#### Given text

From Euripides we have Some Guy in a 3,000 Year Old Poem Said Stuff:

I was reading Victor Davis Hanson and John Heath's book Who Killed Homer? and found this gem. Odysseus, the hero of the Odyssey encounters a young woman, Nausicaa, on the beach. In speaking with her, he gives a speech about the values of married life:

Nothing is better, he suggests, than when a husband and wife share a house and their hearts, "a great pain to their enemies [the ill-minded ones] and a joy to their friends [the well-minded ones], and they themselves are highly esteemed" (p. 191).
I haven't read the Oddysey in a while, but how many times did Oddyseus cheat on his wife? I can think of Calypso and Circe right off the top of my head. Beyond that, marriage among the ancient Greeks had about as much to do with modern US marriage as a firefly has to do with nuclear power.

From PomegranateApple we get Marriage Fills Chairs (and we wouldn't want empty chairs, now would we?):

My friends always laugh when they walk into the house where I live. There are so many chairs. (You can’t see the rest of the room. There are more chairs.) Way more chairs than we need in the house. I mean, it’s funny.

########
#### Dataset content

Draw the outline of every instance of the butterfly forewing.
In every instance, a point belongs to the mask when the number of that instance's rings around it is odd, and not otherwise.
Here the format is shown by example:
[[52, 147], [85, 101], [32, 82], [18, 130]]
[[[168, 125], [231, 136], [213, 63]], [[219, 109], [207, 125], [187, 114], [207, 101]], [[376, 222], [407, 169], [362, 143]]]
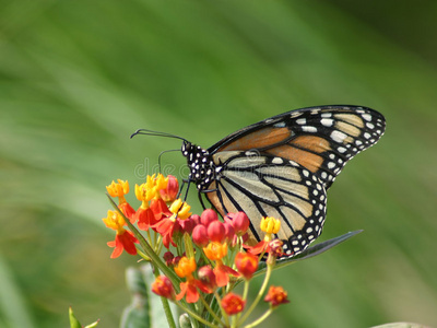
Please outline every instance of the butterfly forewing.
[[321, 233], [326, 190], [319, 178], [299, 164], [253, 152], [220, 152], [221, 167], [206, 198], [225, 215], [244, 211], [251, 219], [251, 234], [259, 241], [263, 216], [280, 219], [277, 237], [287, 255], [304, 250]]
[[222, 215], [246, 212], [257, 241], [262, 216], [281, 219], [277, 237], [294, 256], [320, 235], [326, 190], [335, 176], [385, 127], [383, 116], [370, 108], [310, 107], [243, 128], [208, 150], [185, 141], [182, 154], [190, 181]]
[[375, 144], [385, 118], [357, 106], [321, 106], [292, 110], [236, 131], [210, 153], [256, 150], [294, 161], [316, 174], [328, 189], [349, 160]]

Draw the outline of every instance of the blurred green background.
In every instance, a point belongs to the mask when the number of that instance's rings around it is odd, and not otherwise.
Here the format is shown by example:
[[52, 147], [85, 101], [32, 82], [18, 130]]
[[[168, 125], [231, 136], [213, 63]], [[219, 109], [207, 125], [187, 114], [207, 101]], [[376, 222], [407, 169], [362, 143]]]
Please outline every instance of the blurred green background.
[[[118, 326], [129, 302], [125, 268], [137, 263], [109, 259], [105, 186], [141, 183], [161, 151], [180, 147], [130, 140], [135, 129], [208, 148], [322, 104], [364, 105], [387, 118], [380, 143], [330, 189], [319, 241], [365, 232], [276, 271], [291, 304], [263, 327], [437, 326], [436, 1], [0, 8], [0, 327], [67, 327], [69, 305], [83, 323]], [[179, 153], [163, 161], [181, 177]]]

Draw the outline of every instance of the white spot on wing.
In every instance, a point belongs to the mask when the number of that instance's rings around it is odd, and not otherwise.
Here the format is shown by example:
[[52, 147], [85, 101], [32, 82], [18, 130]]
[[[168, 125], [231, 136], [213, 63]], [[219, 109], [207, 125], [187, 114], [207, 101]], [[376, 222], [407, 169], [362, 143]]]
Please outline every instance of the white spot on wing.
[[346, 138], [347, 138], [347, 134], [345, 134], [341, 131], [333, 130], [331, 132], [331, 139], [335, 142], [342, 143], [344, 141], [344, 139], [346, 139]]

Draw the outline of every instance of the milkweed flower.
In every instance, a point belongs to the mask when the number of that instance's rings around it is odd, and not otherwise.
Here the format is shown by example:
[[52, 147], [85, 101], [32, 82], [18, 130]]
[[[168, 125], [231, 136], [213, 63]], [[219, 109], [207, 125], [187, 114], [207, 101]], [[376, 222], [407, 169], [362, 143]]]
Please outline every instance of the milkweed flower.
[[153, 226], [163, 236], [163, 244], [166, 248], [169, 248], [170, 244], [176, 247], [173, 234], [179, 226], [177, 219], [188, 219], [191, 215], [190, 209], [191, 207], [188, 203], [182, 202], [181, 199], [176, 199], [169, 208], [173, 213], [172, 216], [162, 219]]
[[269, 292], [264, 297], [264, 301], [270, 303], [272, 307], [290, 303], [287, 298], [287, 293], [284, 291], [284, 289], [282, 286], [274, 285], [270, 286]]
[[110, 197], [118, 197], [118, 208], [123, 212], [125, 216], [133, 224], [135, 222], [135, 210], [126, 201], [125, 195], [129, 192], [129, 183], [117, 179], [113, 180], [109, 186], [106, 186]]
[[246, 301], [241, 298], [241, 296], [228, 293], [226, 296], [222, 298], [222, 308], [228, 316], [238, 314], [245, 309]]
[[214, 274], [217, 286], [225, 286], [229, 282], [229, 276], [238, 277], [239, 273], [231, 267], [223, 263], [223, 258], [227, 255], [227, 244], [211, 242], [203, 247], [205, 256], [215, 261]]
[[179, 183], [173, 175], [167, 176], [167, 186], [160, 189], [161, 198], [165, 202], [174, 201], [179, 192]]
[[152, 283], [152, 292], [165, 298], [175, 300], [175, 289], [172, 281], [165, 277], [160, 276]]
[[187, 281], [180, 283], [180, 293], [176, 295], [176, 300], [180, 301], [186, 296], [187, 303], [196, 303], [199, 300], [200, 289], [203, 293], [211, 293], [211, 290], [203, 284], [200, 280], [193, 277], [197, 265], [194, 258], [188, 258], [186, 256], [181, 257], [177, 266], [175, 267], [175, 272], [180, 278], [186, 278]]
[[250, 253], [238, 253], [235, 257], [235, 266], [238, 272], [249, 280], [258, 269], [258, 257]]
[[260, 223], [261, 231], [265, 233], [264, 239], [259, 242], [255, 246], [247, 246], [245, 248], [247, 251], [253, 255], [262, 255], [270, 250], [269, 243], [273, 239], [272, 235], [277, 234], [281, 229], [281, 221], [274, 218], [262, 218]]
[[139, 242], [130, 231], [123, 227], [125, 219], [120, 213], [109, 210], [107, 218], [102, 220], [107, 227], [117, 232], [115, 241], [107, 243], [109, 247], [115, 247], [110, 258], [119, 257], [123, 249], [130, 255], [137, 255], [137, 247], [134, 244]]

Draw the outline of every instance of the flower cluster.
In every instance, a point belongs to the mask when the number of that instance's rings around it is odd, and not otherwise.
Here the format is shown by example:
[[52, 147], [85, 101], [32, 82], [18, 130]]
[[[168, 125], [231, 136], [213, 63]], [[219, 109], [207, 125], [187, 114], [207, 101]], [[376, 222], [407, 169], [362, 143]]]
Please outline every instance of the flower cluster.
[[[281, 223], [262, 218], [265, 236], [248, 246], [245, 243], [250, 221], [244, 212], [229, 213], [223, 221], [211, 209], [200, 216], [192, 214], [190, 206], [177, 198], [178, 189], [173, 176], [147, 176], [144, 184], [135, 185], [141, 201], [135, 211], [125, 198], [129, 192], [127, 181], [107, 186], [108, 194], [118, 197], [118, 209], [103, 219], [116, 231], [115, 241], [108, 243], [115, 247], [111, 258], [126, 250], [150, 261], [156, 273], [152, 291], [162, 296], [164, 305], [164, 300], [175, 302], [191, 320], [209, 327], [240, 327], [264, 295], [275, 259], [282, 255], [282, 243], [272, 237]], [[161, 257], [163, 247], [167, 251]], [[256, 300], [249, 302], [249, 283], [261, 259], [267, 259], [264, 282]], [[243, 295], [234, 291], [240, 282]], [[270, 286], [263, 300], [270, 304], [269, 309], [251, 327], [288, 302], [281, 286]]]

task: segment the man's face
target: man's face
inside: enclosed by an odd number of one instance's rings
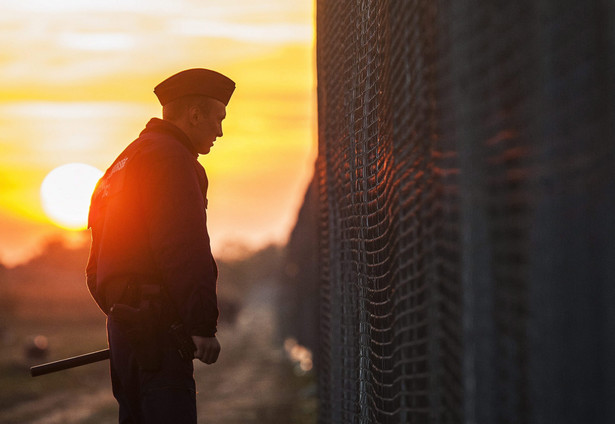
[[[206,155],[217,137],[222,137],[222,121],[226,118],[226,106],[218,100],[211,100],[208,110],[201,110],[195,121],[192,142],[197,152]]]

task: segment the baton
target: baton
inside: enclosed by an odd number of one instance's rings
[[[38,377],[39,375],[62,371],[69,368],[80,367],[82,365],[92,364],[94,362],[104,361],[105,359],[109,359],[109,349],[98,350],[96,352],[73,356],[72,358],[60,359],[59,361],[36,365],[30,368],[30,375],[32,377]]]

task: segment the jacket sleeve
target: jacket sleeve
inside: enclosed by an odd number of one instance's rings
[[[176,142],[165,144],[147,149],[140,160],[139,193],[150,249],[190,334],[211,337],[218,319],[217,273],[198,163],[182,146],[173,148]]]

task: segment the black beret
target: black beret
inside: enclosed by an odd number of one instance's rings
[[[212,97],[225,105],[231,99],[235,90],[235,83],[219,72],[209,69],[187,69],[170,76],[154,88],[162,106],[192,94]]]

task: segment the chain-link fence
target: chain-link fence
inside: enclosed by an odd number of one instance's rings
[[[607,1],[317,2],[322,423],[615,422],[614,58]]]

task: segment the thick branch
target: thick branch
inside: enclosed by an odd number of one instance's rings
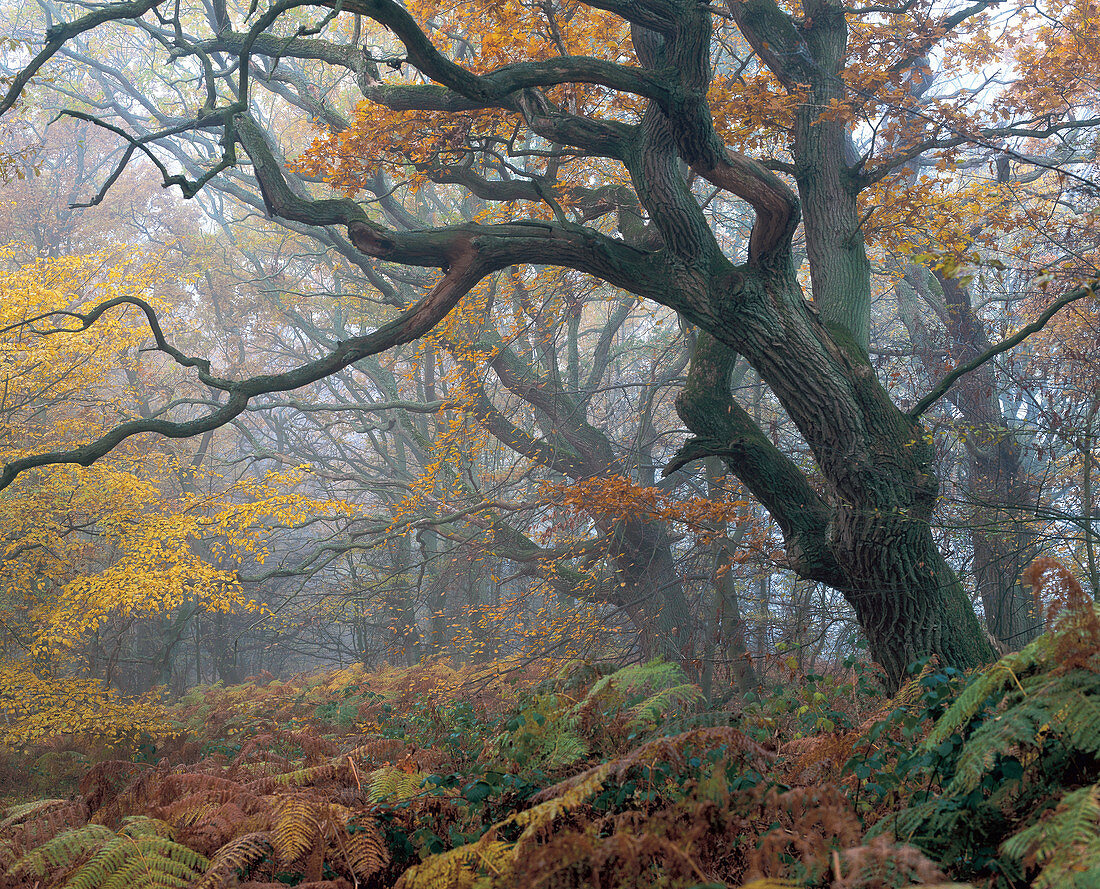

########

• **Required actions**:
a) Please reproduce the excerpt on marriage from "From Euripides we" to "with nuclear power.".
b) Render this sentence from the excerpt on marriage in Spanish: "My friends always laugh when they walk into the house where I live."

• **Problem solutions**:
a)
From Euripides we have Some Guy in a 3,000 Year Old Poem Said Stuff:

I was reading Victor Davis Hanson and John Heath's book Who Killed Homer? and found this gem. Odysseus, the hero of the Odyssey encounters a young woman, Nausicaa, on the beach. In speaking with her, he gives a speech about the values of married life:

Nothing is better, he suggests, than when a husband and wife share a house and their hearts, "a great pain to their enemies [the ill-minded ones] and a joy to their friends [the well-minded ones], and they themselves are highly esteemed" (p. 191).
I haven't read the Oddysey in a while, but how many times did Oddyseus cheat on his wife? I can think of Calypso and Circe right off the top of my head. Beyond that, marriage among the ancient Greeks had about as much to do with modern US marriage as a firefly has to do with nuclear power.

b) Mis amigos siempre se ríen cuando entran en la casa donde vivo.